Reproduce the material in full, unchanged.

--- start INPUT ---

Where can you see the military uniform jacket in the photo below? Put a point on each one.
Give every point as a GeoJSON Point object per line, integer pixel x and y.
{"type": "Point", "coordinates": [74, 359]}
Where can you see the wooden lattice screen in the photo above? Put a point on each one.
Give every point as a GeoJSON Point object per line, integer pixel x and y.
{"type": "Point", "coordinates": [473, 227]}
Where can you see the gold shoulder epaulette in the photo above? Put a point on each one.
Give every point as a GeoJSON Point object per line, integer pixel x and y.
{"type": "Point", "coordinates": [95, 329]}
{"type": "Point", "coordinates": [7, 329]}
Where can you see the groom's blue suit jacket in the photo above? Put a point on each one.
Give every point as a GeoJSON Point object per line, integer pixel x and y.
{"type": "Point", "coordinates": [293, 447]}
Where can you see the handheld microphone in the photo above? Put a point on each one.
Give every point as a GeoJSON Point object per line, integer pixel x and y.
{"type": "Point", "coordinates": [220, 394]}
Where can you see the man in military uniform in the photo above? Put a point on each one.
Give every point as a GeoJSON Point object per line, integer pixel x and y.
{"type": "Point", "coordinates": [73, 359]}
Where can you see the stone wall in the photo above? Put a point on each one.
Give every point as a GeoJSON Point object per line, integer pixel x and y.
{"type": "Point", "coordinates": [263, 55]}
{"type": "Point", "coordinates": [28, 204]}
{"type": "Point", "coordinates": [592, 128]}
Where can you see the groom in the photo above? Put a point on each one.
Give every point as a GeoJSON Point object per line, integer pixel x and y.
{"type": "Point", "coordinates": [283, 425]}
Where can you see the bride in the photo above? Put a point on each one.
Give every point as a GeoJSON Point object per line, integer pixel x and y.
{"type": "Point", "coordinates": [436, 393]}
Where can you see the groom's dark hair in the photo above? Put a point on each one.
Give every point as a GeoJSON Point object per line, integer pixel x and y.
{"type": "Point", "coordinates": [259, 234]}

--- end INPUT ---

## SOLUTION TO THIS PROBLEM
Where can you see the military uniform jacket in the photo below? Put a point on each one.
Give every point as a GeoJSON Point object per line, integer pixel x and y.
{"type": "Point", "coordinates": [74, 359]}
Where can you see the wooden lattice screen in the photo above? Put a point on each one.
Give every point as a GeoJSON Point object per line, integer pixel x and y.
{"type": "Point", "coordinates": [473, 227]}
Where can you see the gold shoulder epaulette in the photo above? Put a point on each one.
Give every point as a GeoJSON Point object per line, integer pixel x and y.
{"type": "Point", "coordinates": [95, 329]}
{"type": "Point", "coordinates": [7, 329]}
Where can you see the groom's blue suit jacket in the photo above? Put a point on each one.
Give every point as a GeoJSON Point object per line, integer pixel x and y.
{"type": "Point", "coordinates": [293, 447]}
Where can you see the handheld microphone in the photo above? Put a point on each one.
Give every point as a GeoJSON Point object per line, integer pixel x and y.
{"type": "Point", "coordinates": [220, 394]}
Where can you see the man in military uniform in the photo above? Put a point on each one.
Give every point as a GeoJSON Point object per line, integer pixel x and y.
{"type": "Point", "coordinates": [73, 359]}
Where can you see the stone wall in the photo above? Put a point on each one.
Give every point as a GeoJSON Point object per line, integer pixel x and y.
{"type": "Point", "coordinates": [263, 55]}
{"type": "Point", "coordinates": [28, 204]}
{"type": "Point", "coordinates": [592, 128]}
Where can you see the groom in the photo above? Put a point on each one.
Give every point as a GeoJSON Point object per line, integer pixel x and y.
{"type": "Point", "coordinates": [283, 425]}
Where can you see the bride in the photo above? Put a point on each one.
Give every point as a GeoJSON Point object per line, integer pixel x and y.
{"type": "Point", "coordinates": [436, 393]}
Where can you see the groom's dark hair in the photo above? Put a point on each one.
Give every point as a GeoJSON Point object per line, integer pixel x and y.
{"type": "Point", "coordinates": [259, 234]}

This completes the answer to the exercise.